Brano proposto:
********************

Davide Casaleggio (foto LaPresse)

L'uomo sòla al comando

Claudio Cerasa

Trasformare il maoismo digitale in una raffinata forma di democrazia. Più che parlare delle chat di Raggi, è giusto parlare del capolavoro di Casaleggio & co. Oltre Roma. Come si passa da politici eletti a dipendenti di un’azienda privata

Immaginate se improvvisamente scoprissimo che il sindaco di New York – o di Parigi o di Berlino o di Londra o di Madrid o di Barcellona o di Vienna – fosse ostaggio di un’azienda privata che gestisce un blog privato che fattura grazie a pubblicità ricavata attraverso la moltiplicazione di clic generati dai contenuti offerti da politici che accettano di essere trattati come sudditi da quello stesso blog e da quella stessa azienda privata. Immaginate se improvvisamente scoprissimo che il sindaco di New York – o di Parigi o di Berlino o di Londra o di Madrid o di Barcellona o di Vienna – fosse costretto a governare la sua città non in nome del popolo che lo ha eletto ma in nome di un contratto coercitivo che impone a quel sindaco di prendere decisioni per la sua città solo se concordate preventivamente con il gestore di un blog privato, gestito da un’azienda privata, che ha imposto a quel sindaco di firmare una clausola vessatoria che vìola i diritti garantiti dalla Costituzione e in base alla quale un sindaco che sceglie di seguire la sua testa e non gli input di un blog è condannato a pagare 150 mila euro di multa.

********************

Estratto dei dati:

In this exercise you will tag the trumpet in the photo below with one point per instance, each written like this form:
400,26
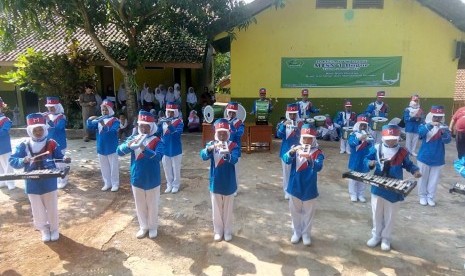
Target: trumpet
137,141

********************

Prosegui l'articolo su Casaleggio e sui politici eletti sottoposti a un'azienda privata, ripartendo subito dopo la sua ultima frase.

 

Immaginate tutto questo, immaginatevelo per un attimo, e chiedetevi poi se esistano in Italia un’opinione pubblica e una classe dirigente sufficientemente consapevoli di un fatto che dovrebbe essere ovvio e che invece non lo è: un movimento non democratico che non rispetta la democrazia e non rispetta la Costituzione è un movimento che potrà avere molti garanti pronti a guidare i suoi eletti ma che all’interno dello stato non potrà mai garantire fino in fondo i princìpi cardine della democrazia. Alla luce dello stillicidio quotidiano che ci viene gentilmente offerto dal caso patologico della Roma di Virginia Raggi, il tema su cui vale la pena riflettere non è tanto il suo rapporto con Raffaele Marra o la solidità della sua giunta ma è il rapporto degli eletti grillini proprio con la parola democrazia. Sui giornali di venerdì molti osservatori hanno riportato alcune conversazioni tra il sindaco di Roma e il figlio di Gianroberto Casaleggio e diversi commentatori si sono quasi stupiti nell’apprendere che Virginia Raggi, come ha scritto venerdì Edoardo Izzo sulla Stampa, “fosse sotto la tutela di Davide Casaleggio anche per le questioni di ordinaria amministrazione del Comune”.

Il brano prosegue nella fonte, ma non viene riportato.